-- Start of Source text --
This article needs additional citations for verification. (January 2013) (Learn how and when to remove this template message)
9 June 1929
|Died||21 February 2003|
|Occupation||Dancer/Choreographer/Dance teacher/Oriental dance legend|
Nelly Mazloum (9 June 1929 - 21 February 2003), an Egyptian of Italian and Greek origin, was an actress, choreographer, dancer, and teacher of ballet, modern dance, Egyptian folkloric dance, traditional oriental dance and the creator of the oriental dance technique. She was a pioneer, in that she was the first to apply Egypt's traditional legacy of Folkloric Dances into a dramatised artistic form. Known for her sense of humour, she was known in Egypt in the 1930s as a child prodigy and from the 1940s to the 1960s for her many appearances in Egyptian films, her folkloric shows on Egyptian TV, and her company the "Nelly Mazloum Arabic Troupe of Dancer".
The early years
Nelly-Catherine Mazloum-Calvo was born in Alexandria, Egypt to wealthy Italian-Greek parents. Her father, who created jewellery, was an Italian from Naples and her mother, who was an able pianist, was Greek, from Asia Minor. They owned a hotel across the street from the Alhambra theatre. Mazloum suffered from paralysis of the legs (poliomyelitis) at the age of two, and walked again after years of care by a paediatrician and his wife who was a ballet dance teacher. For this reason, dance became her passion.
At the age of five, she started a dance career as a solo dancer and was called by the media the prodigy child. In fact she was a child star from 1939–1945, she performed daily watched by her mother, who was her manager, working in Alexandria in the summer and in Cairo during the winter. The 10-year-old Mazloum appeared in her first film, I prosfygopoula ("The refugee girl", 1939), which was made in the Greek language and starred Sophia Vembo with a screenplay by D. Bogris. As a child she danced at the famous Casino Opera, run by Badia Masabni, where great Raqa Sharki dancers started their careers; there were two shows every day, a matinee for the whole family and an evening performance during which alcohol could be reserved. While Nelly was engaged as a child in the matinee shows and danced modern dance and classical ballet, once her own dancing was over, she stayed on to watch the evening show of belly dancers like Samia Gamal and Tahiya Karioka. On many occasions she appeared in front of King Farouk, in the same show as Samia Gamal and Umm Kulthum. In 1948 Nelly Mazloum became the prima Ballerina of the Royal Opera House in Cairo (Dar Al Opera) from 1959 to 1964 she was the choreographer of Al Masrah al Kaoumy (National Theatre), Koumeya troupe. For many years she gave innumerable Folkloric performance in local theatres and in various television shows in Egypt.
The golden years
In the 1940s and 1950s the strikingly beautiful and talented young performer danced and acted in the best Egyptian theatres, creating her own choreographies; she also performed/acted in about 17 films. Of those, she performed oriental dance only in a few. One is Shahrazad (1941) starring Hussein Sedky, Elham Hussein and Samia Gamal, the other one was Soliman's Ring (1946), directed by Hassan Ramzy (the uncle of percussionist Hossam Ramzy).
Her daughter Marianna said during a lecture on Mazloum’s life and career in CID, UNESCO (International Dance Council) "My mother’s performance was in demand, as she had the privilege of being the only modern dancer in Egypt at that time."
-- End of Source text --
-- Start of Entries supplied --
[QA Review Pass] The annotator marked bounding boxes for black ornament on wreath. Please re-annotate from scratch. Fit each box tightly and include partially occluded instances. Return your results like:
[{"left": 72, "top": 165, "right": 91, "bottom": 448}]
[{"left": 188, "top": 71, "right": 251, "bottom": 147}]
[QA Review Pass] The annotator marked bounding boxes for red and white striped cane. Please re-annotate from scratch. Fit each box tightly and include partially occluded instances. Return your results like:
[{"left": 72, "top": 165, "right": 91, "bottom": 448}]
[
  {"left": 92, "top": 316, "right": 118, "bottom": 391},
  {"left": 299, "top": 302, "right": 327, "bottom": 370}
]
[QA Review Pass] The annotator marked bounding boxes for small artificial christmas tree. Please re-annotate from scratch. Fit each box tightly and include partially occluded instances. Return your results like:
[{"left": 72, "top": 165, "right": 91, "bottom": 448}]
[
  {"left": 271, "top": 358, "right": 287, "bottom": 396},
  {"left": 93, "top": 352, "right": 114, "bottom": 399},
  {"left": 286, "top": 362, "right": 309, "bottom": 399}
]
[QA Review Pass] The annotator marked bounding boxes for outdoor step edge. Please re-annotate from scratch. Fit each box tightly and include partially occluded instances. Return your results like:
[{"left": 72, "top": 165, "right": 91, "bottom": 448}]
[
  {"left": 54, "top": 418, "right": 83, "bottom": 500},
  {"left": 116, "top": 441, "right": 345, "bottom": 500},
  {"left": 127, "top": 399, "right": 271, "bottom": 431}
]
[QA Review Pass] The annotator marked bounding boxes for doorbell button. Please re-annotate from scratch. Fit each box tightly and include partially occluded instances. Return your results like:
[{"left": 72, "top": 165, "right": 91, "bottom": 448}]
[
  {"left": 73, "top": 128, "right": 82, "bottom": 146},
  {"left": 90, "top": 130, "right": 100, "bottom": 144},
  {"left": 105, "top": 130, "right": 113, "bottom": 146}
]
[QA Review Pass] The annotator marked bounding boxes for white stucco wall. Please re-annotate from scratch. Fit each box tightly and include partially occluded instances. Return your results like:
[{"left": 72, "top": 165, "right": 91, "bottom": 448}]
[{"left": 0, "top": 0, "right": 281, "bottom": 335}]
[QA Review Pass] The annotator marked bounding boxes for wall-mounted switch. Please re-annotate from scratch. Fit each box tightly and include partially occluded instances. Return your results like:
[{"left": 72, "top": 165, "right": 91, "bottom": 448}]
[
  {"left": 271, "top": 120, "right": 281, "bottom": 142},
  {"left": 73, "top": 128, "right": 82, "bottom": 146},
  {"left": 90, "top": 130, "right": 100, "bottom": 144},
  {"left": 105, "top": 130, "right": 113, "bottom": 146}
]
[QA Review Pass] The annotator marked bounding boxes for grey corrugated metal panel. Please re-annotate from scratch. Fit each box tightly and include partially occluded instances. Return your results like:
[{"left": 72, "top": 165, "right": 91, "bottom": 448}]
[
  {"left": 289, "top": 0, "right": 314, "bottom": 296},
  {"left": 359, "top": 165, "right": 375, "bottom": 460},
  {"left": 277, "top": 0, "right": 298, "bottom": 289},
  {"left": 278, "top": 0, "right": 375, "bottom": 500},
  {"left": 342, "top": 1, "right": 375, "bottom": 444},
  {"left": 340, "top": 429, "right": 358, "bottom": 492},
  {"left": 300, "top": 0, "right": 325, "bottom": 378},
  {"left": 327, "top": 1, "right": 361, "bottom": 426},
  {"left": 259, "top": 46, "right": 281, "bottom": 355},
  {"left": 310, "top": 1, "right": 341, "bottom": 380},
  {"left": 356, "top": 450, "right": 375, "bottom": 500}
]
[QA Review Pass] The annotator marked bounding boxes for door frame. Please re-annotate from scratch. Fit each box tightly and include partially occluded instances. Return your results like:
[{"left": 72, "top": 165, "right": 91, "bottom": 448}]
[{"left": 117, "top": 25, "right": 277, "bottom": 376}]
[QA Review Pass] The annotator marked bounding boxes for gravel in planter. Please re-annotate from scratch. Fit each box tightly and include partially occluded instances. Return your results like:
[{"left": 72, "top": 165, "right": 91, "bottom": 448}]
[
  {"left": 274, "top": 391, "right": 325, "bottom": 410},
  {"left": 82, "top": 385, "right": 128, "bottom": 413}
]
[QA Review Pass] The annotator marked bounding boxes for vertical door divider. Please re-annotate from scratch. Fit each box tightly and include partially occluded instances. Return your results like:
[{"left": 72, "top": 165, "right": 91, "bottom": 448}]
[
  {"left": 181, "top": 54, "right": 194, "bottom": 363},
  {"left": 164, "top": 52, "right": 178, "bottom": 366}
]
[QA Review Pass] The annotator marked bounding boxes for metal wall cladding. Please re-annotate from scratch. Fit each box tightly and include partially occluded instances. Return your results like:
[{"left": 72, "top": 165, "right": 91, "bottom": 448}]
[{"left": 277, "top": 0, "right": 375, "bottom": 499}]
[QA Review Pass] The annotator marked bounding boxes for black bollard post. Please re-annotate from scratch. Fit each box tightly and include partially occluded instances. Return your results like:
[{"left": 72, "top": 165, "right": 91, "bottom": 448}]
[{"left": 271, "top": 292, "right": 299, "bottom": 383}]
-- End of Entries supplied --
What you will do ::
1. Does each statement agree with the Nelly Mazloum article? Answer yes or no for each, quoting the words of the article that decide it. (a) Her mother was a pianist from Asia Minor. (b) Her first film was made in Arabic. (c) Soliman's Ring was directed by Hossam Ramzy.
2. Copy the Nelly Mazloum article word for word, starting with "The early years" and going on through "became her passion.".
These records were drawn from a different source than the text.

Written responses ::
1.
(a) Yes: "her mother, who was an able pianist, was Greek, from Asia Minor"
(b) No: "which was made in the Greek language"
(c) No: "directed by Hassan Ramzy (the uncle of percussionist Hossam Ramzy)"

2.
The early years
Nelly-Catherine Mazloum-Calvo was born in Alexandria, Egypt to wealthy Italian-Greek parents. Her father, who created jewellery, was an Italian from Naples and her mother, who was an able pianist, was Greek, from Asia Minor. They owned a hotel across the street from the Alhambra theatre. Mazloum suffered from paralysis of the legs (poliomyelitis) at the age of two, and walked again after years of care by a paediatrician and his wife who was a ballet dance teacher. For this reason, dance became her passion.